**Task directions**
For each line below with the word "light", write out a copy.

--- START ---

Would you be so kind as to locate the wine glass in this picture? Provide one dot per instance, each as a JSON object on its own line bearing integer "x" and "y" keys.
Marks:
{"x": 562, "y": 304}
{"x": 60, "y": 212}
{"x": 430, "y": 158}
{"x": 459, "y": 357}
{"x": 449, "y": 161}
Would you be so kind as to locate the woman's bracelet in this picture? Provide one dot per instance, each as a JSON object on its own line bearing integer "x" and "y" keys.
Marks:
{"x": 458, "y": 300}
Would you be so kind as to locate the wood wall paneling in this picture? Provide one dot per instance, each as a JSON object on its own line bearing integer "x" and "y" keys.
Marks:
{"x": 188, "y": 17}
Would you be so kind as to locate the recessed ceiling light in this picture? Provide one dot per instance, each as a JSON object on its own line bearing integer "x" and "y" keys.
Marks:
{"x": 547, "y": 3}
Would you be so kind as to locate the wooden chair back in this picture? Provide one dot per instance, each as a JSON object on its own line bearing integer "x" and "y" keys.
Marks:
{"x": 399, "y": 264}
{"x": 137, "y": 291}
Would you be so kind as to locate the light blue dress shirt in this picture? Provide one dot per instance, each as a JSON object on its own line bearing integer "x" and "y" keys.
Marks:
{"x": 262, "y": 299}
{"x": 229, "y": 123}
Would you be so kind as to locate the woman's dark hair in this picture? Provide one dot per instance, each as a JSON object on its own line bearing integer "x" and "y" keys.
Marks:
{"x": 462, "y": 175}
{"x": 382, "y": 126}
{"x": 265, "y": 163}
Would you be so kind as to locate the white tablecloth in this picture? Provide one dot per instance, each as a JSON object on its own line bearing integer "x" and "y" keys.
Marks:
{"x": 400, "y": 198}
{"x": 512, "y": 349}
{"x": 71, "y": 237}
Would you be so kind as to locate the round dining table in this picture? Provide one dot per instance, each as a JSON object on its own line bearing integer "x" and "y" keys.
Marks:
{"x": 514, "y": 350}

--- END ---

**Result for this task**
Would you be so kind as to locate the recessed ceiling light in this picture? Provide one dot per instance, each as a JSON object on its own line bearing integer "x" and "y" keys.
Would you be so kind as to locate the light blue dress shirt in this picture? Provide one dot per instance, each as a JSON object on its own line bearing integer "x" and "y" keys.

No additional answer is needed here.